> **Given information**:
━━━━━━━━━━━━━━━━━━━━

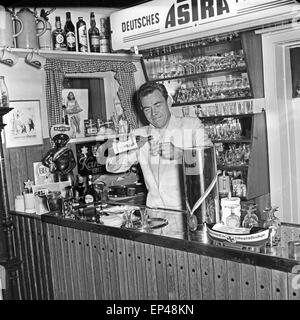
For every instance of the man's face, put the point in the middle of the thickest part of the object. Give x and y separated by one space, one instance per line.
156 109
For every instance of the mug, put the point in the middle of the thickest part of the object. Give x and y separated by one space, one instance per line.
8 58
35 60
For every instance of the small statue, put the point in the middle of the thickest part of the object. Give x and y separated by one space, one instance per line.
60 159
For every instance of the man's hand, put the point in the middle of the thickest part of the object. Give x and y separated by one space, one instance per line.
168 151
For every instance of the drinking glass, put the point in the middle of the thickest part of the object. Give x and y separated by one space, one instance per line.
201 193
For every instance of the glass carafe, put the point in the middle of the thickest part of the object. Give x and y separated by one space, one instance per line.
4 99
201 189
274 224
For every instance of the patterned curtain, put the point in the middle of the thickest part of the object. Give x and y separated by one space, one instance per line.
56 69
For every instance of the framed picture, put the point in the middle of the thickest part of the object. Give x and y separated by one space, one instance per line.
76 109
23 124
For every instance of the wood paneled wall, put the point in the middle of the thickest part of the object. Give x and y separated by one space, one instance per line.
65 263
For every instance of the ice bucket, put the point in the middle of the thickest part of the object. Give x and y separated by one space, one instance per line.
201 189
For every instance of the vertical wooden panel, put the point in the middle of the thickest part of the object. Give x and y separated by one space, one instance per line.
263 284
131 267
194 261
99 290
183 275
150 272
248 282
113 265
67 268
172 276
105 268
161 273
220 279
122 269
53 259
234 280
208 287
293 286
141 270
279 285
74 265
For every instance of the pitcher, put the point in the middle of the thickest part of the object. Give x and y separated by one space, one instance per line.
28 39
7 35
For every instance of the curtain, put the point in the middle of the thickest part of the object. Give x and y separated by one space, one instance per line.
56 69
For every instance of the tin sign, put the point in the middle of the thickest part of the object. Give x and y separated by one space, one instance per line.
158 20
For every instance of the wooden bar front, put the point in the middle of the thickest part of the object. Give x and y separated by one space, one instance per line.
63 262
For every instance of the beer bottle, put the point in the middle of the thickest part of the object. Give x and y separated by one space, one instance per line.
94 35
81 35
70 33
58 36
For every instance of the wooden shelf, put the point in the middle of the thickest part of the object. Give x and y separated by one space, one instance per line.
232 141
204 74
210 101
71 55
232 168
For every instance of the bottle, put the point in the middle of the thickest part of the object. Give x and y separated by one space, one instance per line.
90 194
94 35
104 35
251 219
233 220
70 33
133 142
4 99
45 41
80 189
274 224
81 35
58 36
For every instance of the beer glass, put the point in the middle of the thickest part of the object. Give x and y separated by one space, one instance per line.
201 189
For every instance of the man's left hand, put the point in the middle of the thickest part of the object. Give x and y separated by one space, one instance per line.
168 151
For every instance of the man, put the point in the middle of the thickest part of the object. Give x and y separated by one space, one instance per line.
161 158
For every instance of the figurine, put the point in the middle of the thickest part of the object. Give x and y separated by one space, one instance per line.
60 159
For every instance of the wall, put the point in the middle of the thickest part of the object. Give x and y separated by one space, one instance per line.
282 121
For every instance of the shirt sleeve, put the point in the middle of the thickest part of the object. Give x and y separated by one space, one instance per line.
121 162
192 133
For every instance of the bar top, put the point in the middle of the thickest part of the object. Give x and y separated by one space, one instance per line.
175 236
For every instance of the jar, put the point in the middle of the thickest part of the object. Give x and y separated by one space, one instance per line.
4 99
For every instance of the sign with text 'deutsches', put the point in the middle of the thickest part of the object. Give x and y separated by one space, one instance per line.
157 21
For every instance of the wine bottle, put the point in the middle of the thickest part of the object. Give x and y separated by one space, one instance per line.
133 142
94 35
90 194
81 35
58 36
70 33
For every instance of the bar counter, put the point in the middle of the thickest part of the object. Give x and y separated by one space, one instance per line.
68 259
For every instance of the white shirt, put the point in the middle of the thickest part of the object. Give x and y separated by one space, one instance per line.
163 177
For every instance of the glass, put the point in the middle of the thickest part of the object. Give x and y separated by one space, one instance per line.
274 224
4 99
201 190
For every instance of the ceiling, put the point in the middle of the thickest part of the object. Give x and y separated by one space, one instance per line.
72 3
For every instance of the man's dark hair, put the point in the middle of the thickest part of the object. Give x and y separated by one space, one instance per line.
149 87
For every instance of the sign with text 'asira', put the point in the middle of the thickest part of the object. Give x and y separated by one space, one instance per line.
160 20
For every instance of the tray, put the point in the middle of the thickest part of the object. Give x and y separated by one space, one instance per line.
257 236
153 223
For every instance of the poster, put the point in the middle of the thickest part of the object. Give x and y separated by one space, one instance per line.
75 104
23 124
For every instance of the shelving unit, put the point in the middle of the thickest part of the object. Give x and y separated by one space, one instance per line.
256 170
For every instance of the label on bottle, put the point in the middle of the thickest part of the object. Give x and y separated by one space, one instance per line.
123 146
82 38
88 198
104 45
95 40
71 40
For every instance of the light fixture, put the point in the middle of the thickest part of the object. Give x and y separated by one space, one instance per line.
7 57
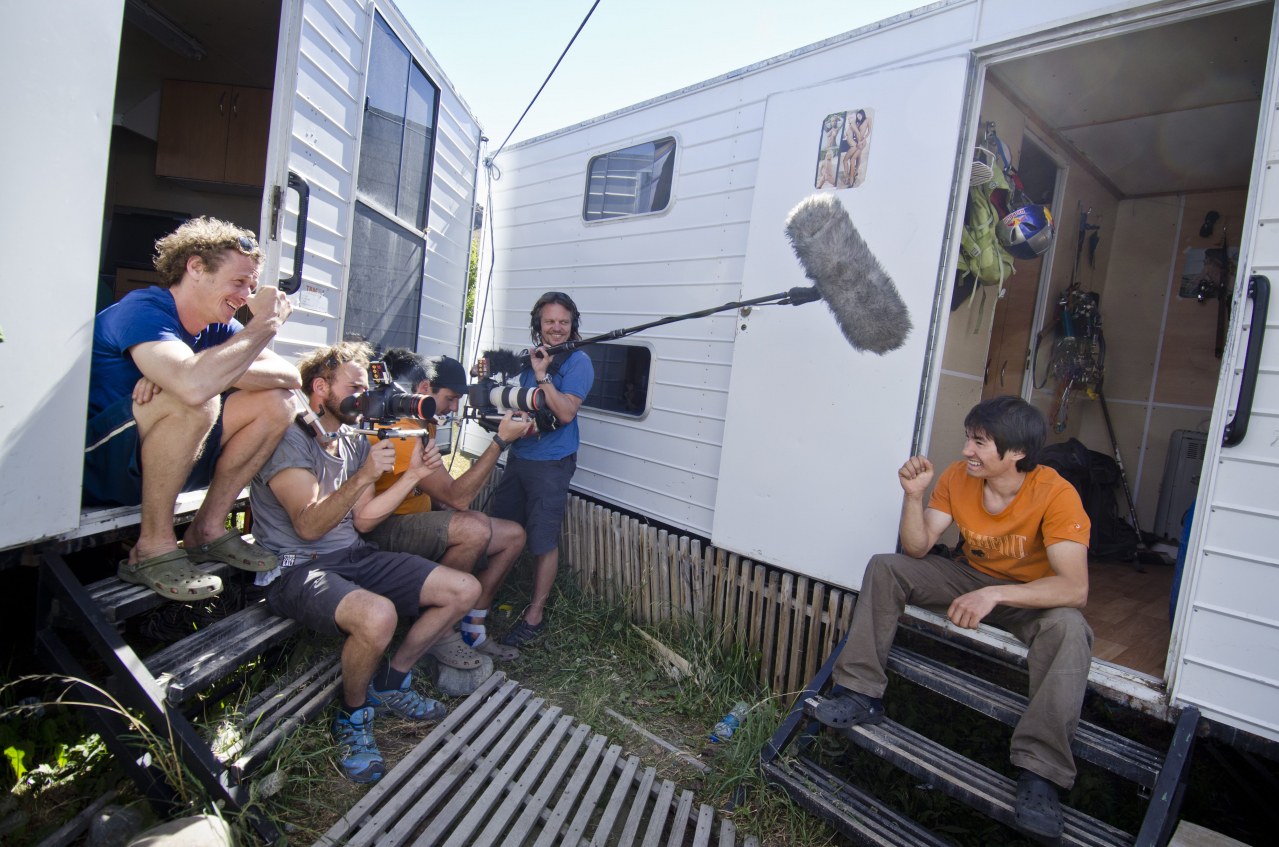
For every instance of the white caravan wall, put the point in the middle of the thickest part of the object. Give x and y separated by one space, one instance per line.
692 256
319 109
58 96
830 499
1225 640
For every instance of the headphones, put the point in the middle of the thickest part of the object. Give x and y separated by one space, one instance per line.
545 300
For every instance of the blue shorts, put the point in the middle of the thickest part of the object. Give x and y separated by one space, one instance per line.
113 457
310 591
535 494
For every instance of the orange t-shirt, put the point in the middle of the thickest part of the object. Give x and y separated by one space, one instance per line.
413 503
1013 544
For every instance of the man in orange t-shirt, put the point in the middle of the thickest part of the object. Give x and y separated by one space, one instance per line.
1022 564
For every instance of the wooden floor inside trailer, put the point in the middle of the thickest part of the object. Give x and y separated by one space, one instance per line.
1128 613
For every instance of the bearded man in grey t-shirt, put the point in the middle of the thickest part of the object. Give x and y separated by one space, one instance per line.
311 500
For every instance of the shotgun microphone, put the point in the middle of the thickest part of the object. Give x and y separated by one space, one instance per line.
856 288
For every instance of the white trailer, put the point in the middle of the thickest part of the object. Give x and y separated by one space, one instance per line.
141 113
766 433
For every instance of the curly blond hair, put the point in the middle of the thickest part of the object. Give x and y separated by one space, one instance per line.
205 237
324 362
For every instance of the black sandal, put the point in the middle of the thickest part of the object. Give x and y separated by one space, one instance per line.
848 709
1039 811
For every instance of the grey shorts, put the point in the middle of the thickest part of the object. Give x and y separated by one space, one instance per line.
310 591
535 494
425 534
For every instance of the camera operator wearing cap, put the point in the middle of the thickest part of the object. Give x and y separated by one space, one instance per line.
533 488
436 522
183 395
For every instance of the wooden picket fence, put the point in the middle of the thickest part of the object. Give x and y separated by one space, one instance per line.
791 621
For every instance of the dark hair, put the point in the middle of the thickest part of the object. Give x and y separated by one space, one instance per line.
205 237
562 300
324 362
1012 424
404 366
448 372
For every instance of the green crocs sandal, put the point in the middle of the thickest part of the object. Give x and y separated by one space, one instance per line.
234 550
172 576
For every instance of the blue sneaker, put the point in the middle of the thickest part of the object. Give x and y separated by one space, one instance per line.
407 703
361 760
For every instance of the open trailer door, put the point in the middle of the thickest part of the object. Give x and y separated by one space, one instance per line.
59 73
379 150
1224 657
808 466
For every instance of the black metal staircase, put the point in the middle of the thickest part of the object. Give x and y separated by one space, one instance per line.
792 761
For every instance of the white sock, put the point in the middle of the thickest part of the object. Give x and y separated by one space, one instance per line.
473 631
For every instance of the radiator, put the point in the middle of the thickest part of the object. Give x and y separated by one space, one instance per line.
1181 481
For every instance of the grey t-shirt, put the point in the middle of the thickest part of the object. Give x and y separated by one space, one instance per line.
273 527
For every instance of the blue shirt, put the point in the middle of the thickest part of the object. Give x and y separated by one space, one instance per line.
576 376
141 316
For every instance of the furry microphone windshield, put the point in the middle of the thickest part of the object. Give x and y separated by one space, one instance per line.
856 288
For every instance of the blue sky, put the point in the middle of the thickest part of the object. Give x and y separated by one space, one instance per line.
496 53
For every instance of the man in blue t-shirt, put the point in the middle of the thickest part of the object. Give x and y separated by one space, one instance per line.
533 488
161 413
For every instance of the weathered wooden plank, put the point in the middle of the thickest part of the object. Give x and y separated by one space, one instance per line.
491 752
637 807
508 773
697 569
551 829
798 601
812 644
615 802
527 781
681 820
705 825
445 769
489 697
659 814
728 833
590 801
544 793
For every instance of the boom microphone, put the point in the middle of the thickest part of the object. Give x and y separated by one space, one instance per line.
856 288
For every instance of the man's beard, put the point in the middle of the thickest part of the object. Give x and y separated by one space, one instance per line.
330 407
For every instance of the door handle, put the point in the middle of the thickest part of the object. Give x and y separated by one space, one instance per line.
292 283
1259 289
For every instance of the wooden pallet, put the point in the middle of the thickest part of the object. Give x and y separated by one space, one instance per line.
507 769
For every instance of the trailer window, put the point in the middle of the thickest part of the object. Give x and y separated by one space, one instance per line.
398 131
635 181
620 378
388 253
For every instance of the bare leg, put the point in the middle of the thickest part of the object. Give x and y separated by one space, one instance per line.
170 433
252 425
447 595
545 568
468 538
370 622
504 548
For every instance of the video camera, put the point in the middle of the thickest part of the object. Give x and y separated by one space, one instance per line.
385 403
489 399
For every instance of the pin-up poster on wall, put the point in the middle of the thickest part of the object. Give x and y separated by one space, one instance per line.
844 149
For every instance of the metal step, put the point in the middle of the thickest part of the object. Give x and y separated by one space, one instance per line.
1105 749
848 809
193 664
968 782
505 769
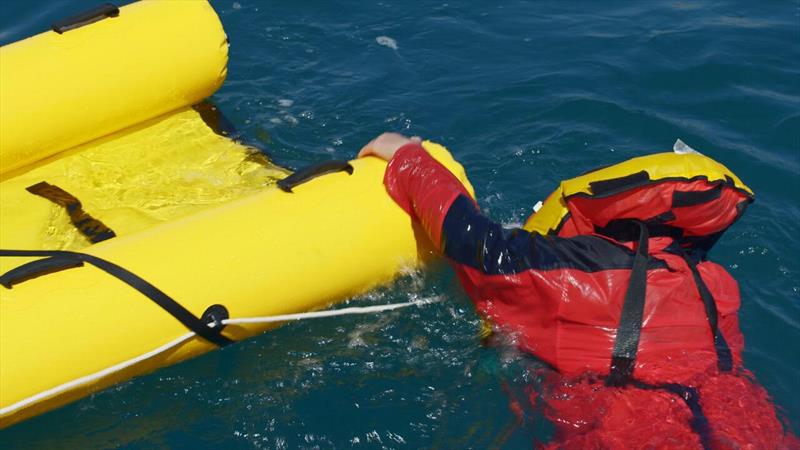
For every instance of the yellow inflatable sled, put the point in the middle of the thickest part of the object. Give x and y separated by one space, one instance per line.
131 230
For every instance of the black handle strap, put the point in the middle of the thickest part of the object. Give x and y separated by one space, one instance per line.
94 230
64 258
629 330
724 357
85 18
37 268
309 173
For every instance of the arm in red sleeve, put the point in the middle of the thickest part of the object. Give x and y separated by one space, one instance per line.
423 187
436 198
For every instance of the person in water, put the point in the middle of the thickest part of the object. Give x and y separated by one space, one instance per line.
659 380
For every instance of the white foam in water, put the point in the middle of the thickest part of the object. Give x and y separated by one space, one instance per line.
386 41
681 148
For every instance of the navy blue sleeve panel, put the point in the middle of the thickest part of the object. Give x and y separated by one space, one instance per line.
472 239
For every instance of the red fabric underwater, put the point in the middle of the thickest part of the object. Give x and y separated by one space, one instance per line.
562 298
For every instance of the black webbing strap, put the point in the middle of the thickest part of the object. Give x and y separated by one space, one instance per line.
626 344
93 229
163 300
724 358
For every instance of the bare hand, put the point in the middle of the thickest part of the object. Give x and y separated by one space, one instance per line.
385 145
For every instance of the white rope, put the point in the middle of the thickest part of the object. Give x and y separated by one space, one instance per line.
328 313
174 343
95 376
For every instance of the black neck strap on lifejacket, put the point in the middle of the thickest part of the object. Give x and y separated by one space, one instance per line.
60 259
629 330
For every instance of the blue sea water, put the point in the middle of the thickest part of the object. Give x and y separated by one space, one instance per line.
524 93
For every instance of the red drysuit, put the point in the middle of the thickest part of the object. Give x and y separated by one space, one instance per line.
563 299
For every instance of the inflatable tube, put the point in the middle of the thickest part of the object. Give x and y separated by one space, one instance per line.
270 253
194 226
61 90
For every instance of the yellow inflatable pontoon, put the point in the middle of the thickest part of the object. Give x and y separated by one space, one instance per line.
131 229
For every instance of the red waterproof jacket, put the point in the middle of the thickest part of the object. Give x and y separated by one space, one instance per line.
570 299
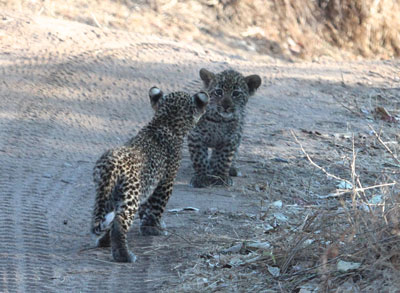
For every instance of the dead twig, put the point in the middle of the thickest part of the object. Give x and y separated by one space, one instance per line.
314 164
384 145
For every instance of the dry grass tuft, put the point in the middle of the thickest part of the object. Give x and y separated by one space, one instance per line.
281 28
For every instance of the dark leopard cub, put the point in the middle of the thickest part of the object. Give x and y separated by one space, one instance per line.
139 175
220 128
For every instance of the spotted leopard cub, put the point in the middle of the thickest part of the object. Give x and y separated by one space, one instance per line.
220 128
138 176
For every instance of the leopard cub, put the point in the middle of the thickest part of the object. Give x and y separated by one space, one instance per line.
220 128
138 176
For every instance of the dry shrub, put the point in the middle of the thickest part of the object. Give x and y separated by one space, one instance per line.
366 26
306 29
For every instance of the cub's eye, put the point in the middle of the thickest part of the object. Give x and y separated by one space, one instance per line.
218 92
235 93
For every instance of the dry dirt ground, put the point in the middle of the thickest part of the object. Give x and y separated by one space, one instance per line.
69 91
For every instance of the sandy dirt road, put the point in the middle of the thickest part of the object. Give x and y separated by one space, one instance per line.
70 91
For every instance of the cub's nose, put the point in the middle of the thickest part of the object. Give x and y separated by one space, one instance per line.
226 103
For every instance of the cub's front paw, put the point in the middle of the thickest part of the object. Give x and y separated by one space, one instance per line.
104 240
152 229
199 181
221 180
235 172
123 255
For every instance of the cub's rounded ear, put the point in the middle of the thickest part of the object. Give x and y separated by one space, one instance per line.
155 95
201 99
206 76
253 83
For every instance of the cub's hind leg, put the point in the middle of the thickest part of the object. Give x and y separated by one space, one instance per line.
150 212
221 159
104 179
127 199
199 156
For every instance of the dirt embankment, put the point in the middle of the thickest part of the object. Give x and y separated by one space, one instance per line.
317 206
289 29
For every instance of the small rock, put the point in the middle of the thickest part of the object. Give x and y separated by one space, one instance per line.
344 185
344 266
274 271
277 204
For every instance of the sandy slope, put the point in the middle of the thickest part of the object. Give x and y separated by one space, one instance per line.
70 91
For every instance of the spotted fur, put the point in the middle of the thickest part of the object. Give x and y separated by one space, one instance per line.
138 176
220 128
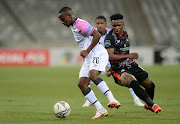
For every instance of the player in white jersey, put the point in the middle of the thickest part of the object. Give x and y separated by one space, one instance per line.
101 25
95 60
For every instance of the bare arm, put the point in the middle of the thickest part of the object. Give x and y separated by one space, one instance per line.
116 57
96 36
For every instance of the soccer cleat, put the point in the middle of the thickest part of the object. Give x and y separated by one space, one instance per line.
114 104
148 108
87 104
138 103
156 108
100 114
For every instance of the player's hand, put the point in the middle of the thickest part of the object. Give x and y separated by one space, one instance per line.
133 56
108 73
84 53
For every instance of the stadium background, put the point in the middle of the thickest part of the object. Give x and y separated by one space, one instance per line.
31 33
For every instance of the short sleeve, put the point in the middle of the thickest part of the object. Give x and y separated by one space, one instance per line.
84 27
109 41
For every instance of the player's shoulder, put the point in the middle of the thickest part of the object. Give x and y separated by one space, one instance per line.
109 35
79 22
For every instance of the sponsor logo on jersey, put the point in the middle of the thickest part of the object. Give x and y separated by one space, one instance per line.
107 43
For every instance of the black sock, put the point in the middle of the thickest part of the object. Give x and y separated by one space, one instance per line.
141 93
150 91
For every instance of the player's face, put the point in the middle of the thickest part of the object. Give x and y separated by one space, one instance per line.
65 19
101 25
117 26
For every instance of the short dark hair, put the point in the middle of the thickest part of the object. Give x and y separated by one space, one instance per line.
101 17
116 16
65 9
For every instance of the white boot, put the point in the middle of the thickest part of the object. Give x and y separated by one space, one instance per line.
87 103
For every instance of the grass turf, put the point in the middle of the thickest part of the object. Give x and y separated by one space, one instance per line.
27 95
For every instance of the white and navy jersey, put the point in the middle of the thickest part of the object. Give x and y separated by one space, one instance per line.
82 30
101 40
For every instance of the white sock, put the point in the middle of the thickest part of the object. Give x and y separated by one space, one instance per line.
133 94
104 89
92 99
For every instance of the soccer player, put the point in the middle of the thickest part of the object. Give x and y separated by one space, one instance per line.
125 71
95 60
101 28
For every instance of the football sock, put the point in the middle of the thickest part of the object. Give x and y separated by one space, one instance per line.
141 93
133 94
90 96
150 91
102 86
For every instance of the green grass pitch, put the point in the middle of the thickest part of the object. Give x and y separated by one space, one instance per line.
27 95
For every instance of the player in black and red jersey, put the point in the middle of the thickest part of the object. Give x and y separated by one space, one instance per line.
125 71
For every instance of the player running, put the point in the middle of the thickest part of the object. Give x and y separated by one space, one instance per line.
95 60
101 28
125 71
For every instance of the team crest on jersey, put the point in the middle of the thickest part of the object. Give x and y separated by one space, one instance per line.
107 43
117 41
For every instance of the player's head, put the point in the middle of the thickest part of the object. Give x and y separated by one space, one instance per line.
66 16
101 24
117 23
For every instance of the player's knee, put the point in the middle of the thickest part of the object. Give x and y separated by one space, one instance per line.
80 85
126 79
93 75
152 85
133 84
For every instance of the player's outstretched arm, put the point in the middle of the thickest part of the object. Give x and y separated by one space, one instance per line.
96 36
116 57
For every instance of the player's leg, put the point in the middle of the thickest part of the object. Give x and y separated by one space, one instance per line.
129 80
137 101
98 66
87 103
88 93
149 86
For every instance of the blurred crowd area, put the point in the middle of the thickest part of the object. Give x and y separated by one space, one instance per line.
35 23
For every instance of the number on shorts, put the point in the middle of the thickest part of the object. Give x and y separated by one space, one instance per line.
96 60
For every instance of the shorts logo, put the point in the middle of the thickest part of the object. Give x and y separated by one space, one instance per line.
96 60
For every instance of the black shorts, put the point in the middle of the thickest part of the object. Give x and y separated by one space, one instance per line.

━━━━━━━━━━━━━━━━━━━━

All lines from the one with "For every instance of the football" through the final line above are to be quoted exactly; quote no other line.

> **Correct result**:
For every instance of the football sock, put the point in the middle of the thickest part of the object. Give x and y separated by one space, one instance per line.
141 93
133 94
90 96
150 91
102 86
For every instance of the green grass pitch, put the point in the middle of the thickest part of the object. Give x and y separated by one space, one instance per line.
27 95
For every instance of the player in black and red jersey, put the point in the middle of the thickest part of the object. Give x and y separated by one space, one instance per line.
125 71
For every instance of the player running, put the point in the middle of the thickest part of the object. Give x and y separated by one space, one instance per line.
95 60
101 28
125 71
For every instance of the team crest on jersey, put the point in the middle of the thickest part of the object. Give x and y separated by one space, one instance per line.
107 43
117 41
For every instance of the player's head, put the point in the middle of the thickest part of the object. Give x and y separated by one space, one instance per line.
66 16
101 24
117 23
For every instance of the player's knee, put the point in the middle of the thickest part of the object. Give x and y separated by one space, one instance per line.
80 85
126 79
93 75
152 85
133 84
For every instance of the player's outstretched arm, put the point in the middle of the thickest part of the object. Give x and y separated by one space, one instance per line.
96 36
116 57
For every instance of the player's leg, put the point in the middle of the thickest part of the object. Give x and y separated by one space, one instance per line.
129 80
137 101
98 66
87 103
88 93
149 86
For every instance of the blurred crowd area, put the point in the middle of the thickest part of the object. Give x and y separated by one space, one instance per line.
35 23
For every instance of the number on shorts, put the point in the middle of the thickest part of the object. Give x and y separated by one space, one instance per line.
96 60
For every instance of the shorts logo, put the point in the middle of the thickest part of the object. Give x and y separated by one space, one instance per line.
96 60
For every instance of the black shorts, put the point in the middle of the thickest part of the object. Give x and y separated by one space, one instance per line.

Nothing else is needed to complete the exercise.